#### [Selected passage]

====

To prove that $A$-favoured Kruskal's algorithm will find a satisfying MST whenever there is one is, in fact, not trivial even if we have been enlightened with or especially when we are distracted by the general techniques on how to prove greedy algorithm is correct.

Here goes my proof. Let us fix the weighted graph $G$ so that we will often be referring to $G$ implicitly. Let $R$ be a particular run of Kruskal's algorithm that produces $m$, an MST. Let $RA$ be a particular run of $A$-favoured Kruskal's algorithm that produce $ma$, another MST. ($RA$ may or may not be the same as $A$ and $ma$ may or may not be the same as $m$). Suppose $w_1\lt w_2\lt\cdots$ is the increasing sequence of all distinct edge weights. Break up the while loop of $R$ into smaller loops $R_1\lt R_2\lt\cdots$. For each $i$, $R_i$ iterates over all edges of weight $w_i$. For each such edge, $R_i$ adds it to the growing forest if it connects two different trees and ignores it otherwise. Let $F_i$ be the forest obtained at the end of $R_i$. Let $E_0=G$. For $i\gt0$, let graph $E_i$ has the same vertices as $G$ and all edges of $G$ except the edges of weights greater than $w_i$.

====

#### [Given request 1]
Output the whole Kruskal's algorithm passage word for word.

#### [Information provided]
====

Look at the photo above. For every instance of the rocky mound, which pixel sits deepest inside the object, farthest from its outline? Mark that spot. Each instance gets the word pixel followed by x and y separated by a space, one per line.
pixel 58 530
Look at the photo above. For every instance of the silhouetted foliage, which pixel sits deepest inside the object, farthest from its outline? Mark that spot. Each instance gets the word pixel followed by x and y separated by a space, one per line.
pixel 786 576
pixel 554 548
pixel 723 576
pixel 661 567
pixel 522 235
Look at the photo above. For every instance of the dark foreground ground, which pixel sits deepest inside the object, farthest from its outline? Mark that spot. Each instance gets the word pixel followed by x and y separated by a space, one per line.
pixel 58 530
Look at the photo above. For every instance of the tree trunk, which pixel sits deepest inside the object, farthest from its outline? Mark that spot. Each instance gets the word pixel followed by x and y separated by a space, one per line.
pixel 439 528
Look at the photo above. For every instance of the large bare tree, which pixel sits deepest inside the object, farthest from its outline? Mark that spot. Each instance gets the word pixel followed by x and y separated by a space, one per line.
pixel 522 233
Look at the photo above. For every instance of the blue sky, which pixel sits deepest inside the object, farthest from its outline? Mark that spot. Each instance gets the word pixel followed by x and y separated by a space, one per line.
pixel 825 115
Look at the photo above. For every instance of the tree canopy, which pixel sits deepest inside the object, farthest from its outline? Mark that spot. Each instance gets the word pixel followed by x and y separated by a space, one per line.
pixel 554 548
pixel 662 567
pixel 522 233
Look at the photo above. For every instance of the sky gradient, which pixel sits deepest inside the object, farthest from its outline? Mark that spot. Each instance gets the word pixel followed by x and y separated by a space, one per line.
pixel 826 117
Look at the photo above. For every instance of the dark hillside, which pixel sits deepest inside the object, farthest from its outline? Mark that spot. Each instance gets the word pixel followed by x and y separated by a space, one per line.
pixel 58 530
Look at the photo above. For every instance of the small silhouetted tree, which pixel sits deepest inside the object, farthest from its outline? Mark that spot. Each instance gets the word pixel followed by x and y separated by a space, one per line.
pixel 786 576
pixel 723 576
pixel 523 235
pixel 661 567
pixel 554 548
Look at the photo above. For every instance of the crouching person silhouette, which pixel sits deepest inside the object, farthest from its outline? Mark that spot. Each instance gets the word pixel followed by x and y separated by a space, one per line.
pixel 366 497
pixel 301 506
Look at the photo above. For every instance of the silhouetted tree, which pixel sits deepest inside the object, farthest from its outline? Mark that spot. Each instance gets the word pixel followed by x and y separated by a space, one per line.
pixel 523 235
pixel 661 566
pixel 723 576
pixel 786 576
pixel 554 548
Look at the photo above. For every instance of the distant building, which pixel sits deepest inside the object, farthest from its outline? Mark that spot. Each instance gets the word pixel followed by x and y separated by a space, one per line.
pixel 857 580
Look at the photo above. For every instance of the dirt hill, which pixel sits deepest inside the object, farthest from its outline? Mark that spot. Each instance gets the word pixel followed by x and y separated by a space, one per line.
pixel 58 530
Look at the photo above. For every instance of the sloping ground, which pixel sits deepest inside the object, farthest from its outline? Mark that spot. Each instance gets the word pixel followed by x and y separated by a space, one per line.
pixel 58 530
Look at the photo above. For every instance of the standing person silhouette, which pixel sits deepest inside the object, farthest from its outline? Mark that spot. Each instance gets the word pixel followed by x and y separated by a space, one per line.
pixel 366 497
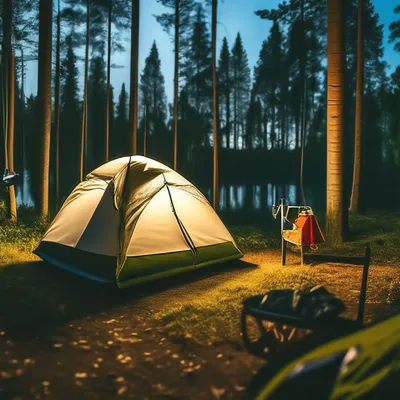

====

#### [Given request 2]
Return everything from the start of the listing down to the line containing "pixel 439 528", both ends included, with each line copied exactly.

#### [Final answer 1]
To prove that $A$-favoured Kruskal's algorithm will find a satisfying MST whenever there is one is, in fact, not trivial even if we have been enlightened with or especially when we are distracted by the general techniques on how to prove greedy algorithm is correct.

Here goes my proof. Let us fix the weighted graph $G$ so that we will often be referring to $G$ implicitly. Let $R$ be a particular run of Kruskal's algorithm that produces $m$, an MST. Let $RA$ be a particular run of $A$-favoured Kruskal's algorithm that produce $ma$, another MST. ($RA$ may or may not be the same as $A$ and $ma$ may or may not be the same as $m$). Suppose $w_1\lt w_2\lt\cdots$ is the increasing sequence of all distinct edge weights. Break up the while loop of $R$ into smaller loops $R_1\lt R_2\lt\cdots$. For each $i$, $R_i$ iterates over all edges of weight $w_i$. For each such edge, $R_i$ adds it to the growing forest if it connects two different trees and ignores it otherwise. Let $F_i$ be the forest obtained at the end of $R_i$. Let $E_0=G$. For $i\gt0$, let graph $E_i$ has the same vertices as $G$ and all edges of $G$ except the edges of weights greater than $w_i$.

#### [Final answer 2]
Look at the photo above. For every instance of the rocky mound, which pixel sits deepest inside the object, farthest from its outline? Mark that spot. Each instance gets the word pixel followed by x and y separated by a space, one per line.
pixel 58 530
Look at the photo above. For every instance of the silhouetted foliage, which pixel sits deepest inside the object, farthest from its outline? Mark that spot. Each instance gets the word pixel followed by x and y separated by a space, one per line.
pixel 786 576
pixel 554 548
pixel 723 576
pixel 661 567
pixel 522 235
Look at the photo above. For every instance of the dark foreground ground, which pixel sits deepest inside the object, farthest from its outline? Mark that spot. Each instance gets the word pixel followed by x and y separated by a space, one per line.
pixel 58 530
Look at the photo above. For every instance of the tree trunk, which pixel sits deepest inside the object, farthest from its outline? Mark that spot. Each instance gets the word pixel followed by x and y separated by a space, one per line.
pixel 439 528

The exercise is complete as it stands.